● PROBLEM DETAILS
Continue the "Buzzkill" blog post, picking up directly after its last sentence.

Buzzkill

So it was Saturday night and the Analog Wife is 300 miles away and I’m amazed how little time it took me to revert back to semi-bachelor style.

Earlier that night, I had the gun safe opened up to get ready for the rangeday tomorrow. I put the new B-Square extended scope base on the 10-22 and wiped out Barak’s barrel. After I closed the safe I cracked open the case of Henry’s Special Dark Lager and set about trying to trim the entire Rush musical library down to 900MB so that I can put it on a thumbdrive (more about why I’m doing that in the next post below).

The home stereo is cranked and it’s 2330, the library has been pared down to 1.1GB and I’ve got a nice little buzz going when Russell starts going apeshit. I look out the kitchen window from RNS Blogstation Seattle and I see headlights pointing at an angle into my driveway, the car is sitting half in my driveway and half in the street.

Grab the 1911, conveniently sitting in front of me on the blogstation top (as usual), and make my way to the side door. As I pass the kitchen window I see at least one, maybe two, people heading to the front door and change direction. The kitchen is dark so I know they didn’t see me.

I get to the living room and Ellie has taken up her favorite tactical position on the side of the chair in the living room, where she gets into a crouch and readies a jump (I swear that you cannot see her there until you’re right on top of her and then it is too late for you).

Now don’t get me wrong, I don’t live in a shifty neighborhood at all. In nearly three years I haven’t had to so much as make a noise complaint call, but shit happens and you have to be ready for anything.

● SOURCE MATERIAL
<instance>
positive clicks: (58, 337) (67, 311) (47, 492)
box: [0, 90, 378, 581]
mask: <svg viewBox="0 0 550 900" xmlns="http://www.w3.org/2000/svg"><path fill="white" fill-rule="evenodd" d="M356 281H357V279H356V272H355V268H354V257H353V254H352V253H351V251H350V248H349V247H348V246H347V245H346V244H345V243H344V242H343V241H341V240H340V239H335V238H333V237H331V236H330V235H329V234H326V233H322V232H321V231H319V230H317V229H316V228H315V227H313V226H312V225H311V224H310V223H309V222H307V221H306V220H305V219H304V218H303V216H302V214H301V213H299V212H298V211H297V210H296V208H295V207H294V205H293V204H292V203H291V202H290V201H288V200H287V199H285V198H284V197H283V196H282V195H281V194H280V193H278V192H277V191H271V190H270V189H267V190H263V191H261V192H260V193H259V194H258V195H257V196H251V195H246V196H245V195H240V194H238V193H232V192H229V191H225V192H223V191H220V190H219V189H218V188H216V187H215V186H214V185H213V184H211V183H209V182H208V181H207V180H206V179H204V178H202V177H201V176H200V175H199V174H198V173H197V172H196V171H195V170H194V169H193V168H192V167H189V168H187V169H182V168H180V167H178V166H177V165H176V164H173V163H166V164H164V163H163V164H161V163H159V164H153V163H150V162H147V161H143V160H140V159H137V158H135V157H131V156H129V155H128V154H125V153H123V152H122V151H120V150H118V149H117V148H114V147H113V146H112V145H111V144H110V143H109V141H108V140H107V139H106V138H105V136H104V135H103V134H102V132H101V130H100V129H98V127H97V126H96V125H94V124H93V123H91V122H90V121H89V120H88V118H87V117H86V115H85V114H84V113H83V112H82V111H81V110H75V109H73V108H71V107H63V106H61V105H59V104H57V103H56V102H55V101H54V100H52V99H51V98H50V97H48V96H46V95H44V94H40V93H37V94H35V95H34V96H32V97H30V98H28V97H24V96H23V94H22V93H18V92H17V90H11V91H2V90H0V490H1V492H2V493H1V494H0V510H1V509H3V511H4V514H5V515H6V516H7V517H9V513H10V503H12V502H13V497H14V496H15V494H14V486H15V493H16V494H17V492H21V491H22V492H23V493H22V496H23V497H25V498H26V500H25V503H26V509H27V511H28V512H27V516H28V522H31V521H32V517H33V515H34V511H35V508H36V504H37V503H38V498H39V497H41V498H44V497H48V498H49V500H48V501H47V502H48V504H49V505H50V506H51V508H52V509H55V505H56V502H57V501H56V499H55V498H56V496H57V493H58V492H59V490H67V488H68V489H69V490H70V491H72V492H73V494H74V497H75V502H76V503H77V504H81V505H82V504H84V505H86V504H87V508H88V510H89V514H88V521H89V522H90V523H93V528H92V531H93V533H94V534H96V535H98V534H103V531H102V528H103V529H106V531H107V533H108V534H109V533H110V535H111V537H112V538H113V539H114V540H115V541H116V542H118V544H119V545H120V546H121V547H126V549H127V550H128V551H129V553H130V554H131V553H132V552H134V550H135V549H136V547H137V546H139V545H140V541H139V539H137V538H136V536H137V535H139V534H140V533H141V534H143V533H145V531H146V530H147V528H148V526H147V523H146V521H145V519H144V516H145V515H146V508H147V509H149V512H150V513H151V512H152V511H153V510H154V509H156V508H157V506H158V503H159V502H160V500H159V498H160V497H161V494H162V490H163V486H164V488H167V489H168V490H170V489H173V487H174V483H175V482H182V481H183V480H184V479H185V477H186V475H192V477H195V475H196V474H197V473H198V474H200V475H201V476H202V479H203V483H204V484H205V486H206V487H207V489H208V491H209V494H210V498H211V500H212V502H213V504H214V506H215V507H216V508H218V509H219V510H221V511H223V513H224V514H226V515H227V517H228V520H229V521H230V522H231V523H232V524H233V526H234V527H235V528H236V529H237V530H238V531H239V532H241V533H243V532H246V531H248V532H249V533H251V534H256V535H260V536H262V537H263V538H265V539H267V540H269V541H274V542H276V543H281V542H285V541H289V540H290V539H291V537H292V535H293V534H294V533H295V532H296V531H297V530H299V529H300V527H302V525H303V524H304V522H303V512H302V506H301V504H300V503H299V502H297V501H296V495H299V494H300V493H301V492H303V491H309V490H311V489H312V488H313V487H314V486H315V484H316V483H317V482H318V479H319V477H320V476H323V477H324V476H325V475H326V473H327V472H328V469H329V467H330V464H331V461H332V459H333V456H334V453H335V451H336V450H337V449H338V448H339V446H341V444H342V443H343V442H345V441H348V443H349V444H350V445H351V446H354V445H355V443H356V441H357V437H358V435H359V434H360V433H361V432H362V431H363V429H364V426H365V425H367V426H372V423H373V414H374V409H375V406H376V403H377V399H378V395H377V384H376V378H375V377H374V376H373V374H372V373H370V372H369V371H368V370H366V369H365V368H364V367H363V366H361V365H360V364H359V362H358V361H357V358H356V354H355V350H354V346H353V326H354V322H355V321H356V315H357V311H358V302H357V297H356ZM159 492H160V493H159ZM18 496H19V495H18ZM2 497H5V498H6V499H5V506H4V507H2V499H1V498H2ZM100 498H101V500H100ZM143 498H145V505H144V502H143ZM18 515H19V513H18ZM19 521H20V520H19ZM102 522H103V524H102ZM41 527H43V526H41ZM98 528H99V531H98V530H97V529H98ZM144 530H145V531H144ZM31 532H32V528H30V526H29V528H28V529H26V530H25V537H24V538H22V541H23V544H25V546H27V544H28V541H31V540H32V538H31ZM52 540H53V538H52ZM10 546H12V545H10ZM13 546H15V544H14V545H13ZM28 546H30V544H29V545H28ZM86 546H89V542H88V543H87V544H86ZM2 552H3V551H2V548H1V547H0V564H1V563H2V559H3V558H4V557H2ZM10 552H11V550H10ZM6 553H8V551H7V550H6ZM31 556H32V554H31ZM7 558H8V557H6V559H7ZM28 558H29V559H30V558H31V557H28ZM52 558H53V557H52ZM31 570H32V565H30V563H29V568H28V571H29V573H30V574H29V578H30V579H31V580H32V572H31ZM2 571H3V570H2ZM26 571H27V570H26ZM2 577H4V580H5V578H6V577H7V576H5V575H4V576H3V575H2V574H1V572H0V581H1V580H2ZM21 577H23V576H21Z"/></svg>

● RESULT FOR THIS EXERCISE
I hear voices and so does Russell, making his apeshittiness go up to 11. Then comes the knock on the locked screen door. If Russell could have just exploded right then and there, he would probably do so.

Heavy sigh, safety goes off on the 1911 and it moves to the ready.

F****CK!

Little old asian lady and what looks to be her granddaughter wanting directions to I-5. 1911 moves to behind the thigh and I give the directions out.

Russell does not sense my relief and will not stop barking until I grab his collar and pull him back.

Needless to say that, after the excitement, the little bit of adrenaline has killed my buzz.

Oh, and as an addendum, just so that I get all the dogs in the story, Jake (the blind and deaf 16 year old Dachshund who also has ‘weight issues’ due to his pretty much dead Thyroid) got woken up by Russell and decided his best maneuver to help me out would be to take a big shit in the living room right after I shut the door (You see, Jake and I don’t get along well, mostly because he is a Vichy French Dachshund I like to call ‘Lightning’ because he is so slow. And with the wife gone, we generally stay at opposite ends of the house because, unlike the wife, I refuse to rub his belly. Last time I did so, he’d bite me whenever I tried to stop and even though half of his teeth have been pulled, he still knows how to use the ones he has left.)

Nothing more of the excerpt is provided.